As you restate the entries, keep every word intact and leave out whatever images they hold.

Stored data entries
##########

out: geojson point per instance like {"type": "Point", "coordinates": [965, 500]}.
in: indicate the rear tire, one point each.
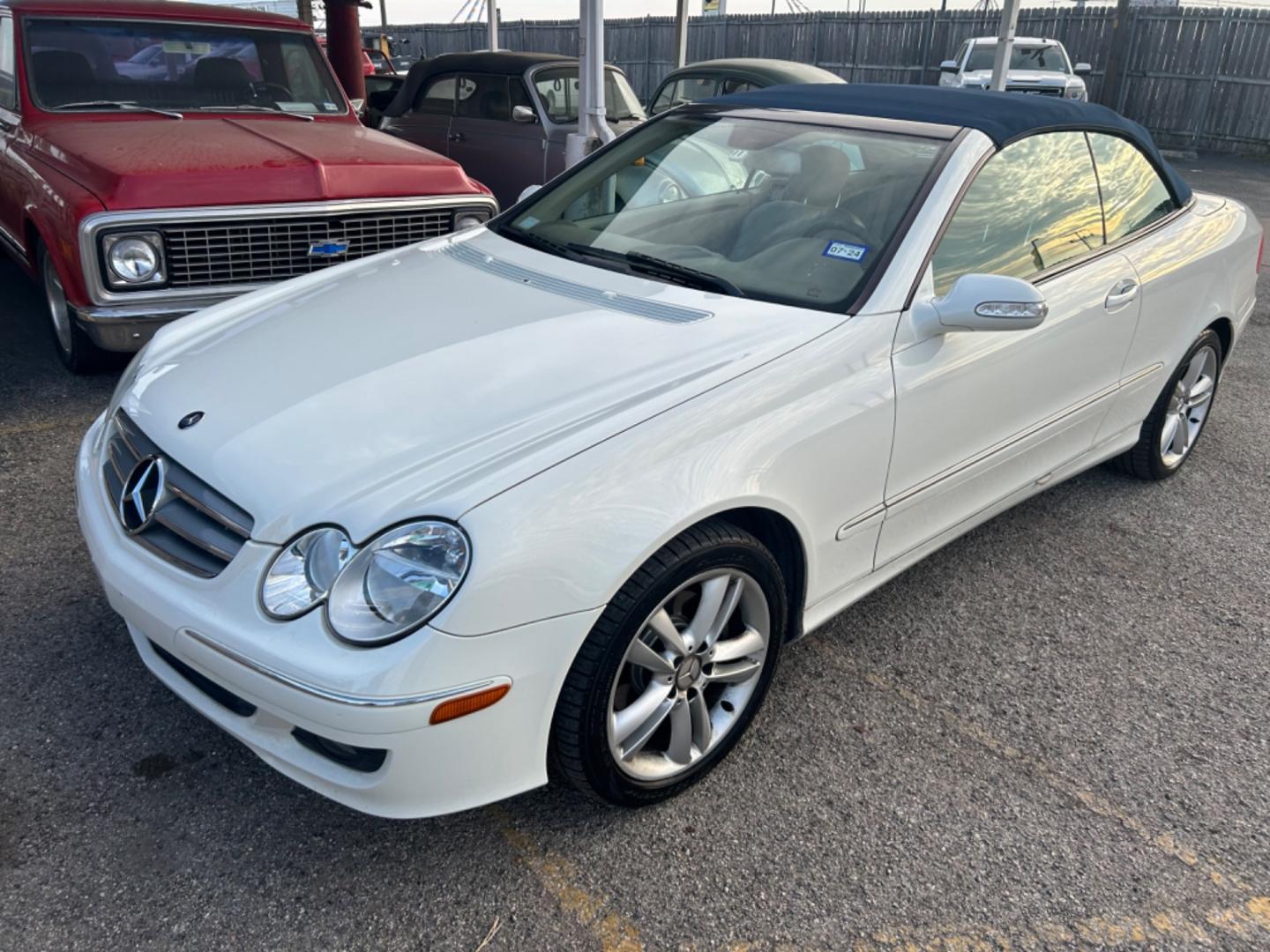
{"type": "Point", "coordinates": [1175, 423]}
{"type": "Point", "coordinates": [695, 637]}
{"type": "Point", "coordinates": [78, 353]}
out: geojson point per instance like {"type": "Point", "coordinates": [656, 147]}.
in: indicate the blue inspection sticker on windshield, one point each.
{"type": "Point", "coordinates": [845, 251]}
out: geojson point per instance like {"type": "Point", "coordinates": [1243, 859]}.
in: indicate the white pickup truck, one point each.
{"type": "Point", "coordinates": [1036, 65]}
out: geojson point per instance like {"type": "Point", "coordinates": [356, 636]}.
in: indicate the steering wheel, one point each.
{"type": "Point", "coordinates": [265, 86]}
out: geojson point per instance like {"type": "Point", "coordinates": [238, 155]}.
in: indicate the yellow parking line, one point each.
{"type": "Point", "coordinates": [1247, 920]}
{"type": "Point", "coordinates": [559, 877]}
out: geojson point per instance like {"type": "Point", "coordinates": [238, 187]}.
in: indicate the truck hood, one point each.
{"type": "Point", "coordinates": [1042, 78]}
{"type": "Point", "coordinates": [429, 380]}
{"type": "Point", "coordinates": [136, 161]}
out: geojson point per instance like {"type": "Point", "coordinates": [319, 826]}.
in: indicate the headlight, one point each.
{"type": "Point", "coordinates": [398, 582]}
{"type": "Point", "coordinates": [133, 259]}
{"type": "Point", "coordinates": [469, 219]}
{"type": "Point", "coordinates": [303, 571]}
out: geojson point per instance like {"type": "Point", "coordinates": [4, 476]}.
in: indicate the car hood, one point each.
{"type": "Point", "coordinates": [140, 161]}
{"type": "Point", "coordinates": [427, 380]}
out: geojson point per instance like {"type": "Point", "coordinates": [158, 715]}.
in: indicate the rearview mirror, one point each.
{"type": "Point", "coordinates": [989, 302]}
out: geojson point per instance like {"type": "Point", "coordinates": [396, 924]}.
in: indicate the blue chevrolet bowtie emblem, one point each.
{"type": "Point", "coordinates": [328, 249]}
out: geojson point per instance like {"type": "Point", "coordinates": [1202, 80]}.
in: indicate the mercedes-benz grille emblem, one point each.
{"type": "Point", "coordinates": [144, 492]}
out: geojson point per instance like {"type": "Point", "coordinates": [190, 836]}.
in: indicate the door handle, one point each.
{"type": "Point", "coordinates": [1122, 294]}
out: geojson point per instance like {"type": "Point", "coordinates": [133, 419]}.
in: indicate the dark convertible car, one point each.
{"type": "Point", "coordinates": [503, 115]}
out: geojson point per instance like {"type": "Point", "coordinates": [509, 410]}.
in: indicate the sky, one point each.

##########

Exercise output
out: geojson point per instance like {"type": "Point", "coordinates": [965, 500]}.
in: indicate the rear tire, one point each.
{"type": "Point", "coordinates": [1175, 423]}
{"type": "Point", "coordinates": [695, 637]}
{"type": "Point", "coordinates": [78, 353]}
out: geojson point per instance like {"type": "Point", "coordinates": [656, 147]}.
in: indicate the blue inspection sticker on windshield, one point each.
{"type": "Point", "coordinates": [845, 251]}
out: geojson point per instance like {"type": "Point", "coordinates": [1243, 859]}.
in: indicate the white pickup truck, one point each.
{"type": "Point", "coordinates": [1036, 65]}
out: geojson point per instance like {"type": "Point", "coordinates": [356, 636]}.
in: indicate the steering wheel, one point each.
{"type": "Point", "coordinates": [265, 86]}
out: geojson point per instance like {"type": "Point", "coordinates": [238, 155]}.
in: indicate the yellow parking line, one point each.
{"type": "Point", "coordinates": [1247, 920]}
{"type": "Point", "coordinates": [559, 877]}
out: geojson point per instance like {"type": "Point", "coordinates": [238, 187]}.
in: indicate the truck hood, one point each.
{"type": "Point", "coordinates": [1042, 78]}
{"type": "Point", "coordinates": [429, 380]}
{"type": "Point", "coordinates": [136, 161]}
out: geojson point per instance like {"type": "Point", "coordinates": [319, 826]}.
in: indicate the headlight, one point each.
{"type": "Point", "coordinates": [398, 582]}
{"type": "Point", "coordinates": [133, 259]}
{"type": "Point", "coordinates": [469, 219]}
{"type": "Point", "coordinates": [303, 571]}
out: geojson point per instance like {"type": "Point", "coordinates": [4, 476]}.
in: indicate the car hood, one point each.
{"type": "Point", "coordinates": [140, 161]}
{"type": "Point", "coordinates": [427, 380]}
out: geojson point per instance like {"type": "Point", "coordinates": [158, 715]}.
in: indicate the rearview mirror, one point each.
{"type": "Point", "coordinates": [989, 302]}
out: geojson point per instance like {"type": "Point", "coordinates": [396, 924]}.
in: indicate the blue chevrolet bowtie emblem, one point each.
{"type": "Point", "coordinates": [328, 249]}
out: geojson point per instance like {"type": "Point", "coordinates": [1202, 80]}.
in: indicate the mercedes-benz grille emblem, one point each.
{"type": "Point", "coordinates": [144, 492]}
out: geojson point per instance like {"type": "Point", "coordinates": [190, 836]}.
in: indicate the door handle, one point each.
{"type": "Point", "coordinates": [1122, 294]}
out: geojson point per instance like {"type": "Point", "coordinates": [133, 419]}.
in: indicate the dark convertible car, one point each.
{"type": "Point", "coordinates": [503, 115]}
out: geojson point per instance like {"type": "Point", "coordinates": [509, 410]}.
in: indicate the sky, one point each.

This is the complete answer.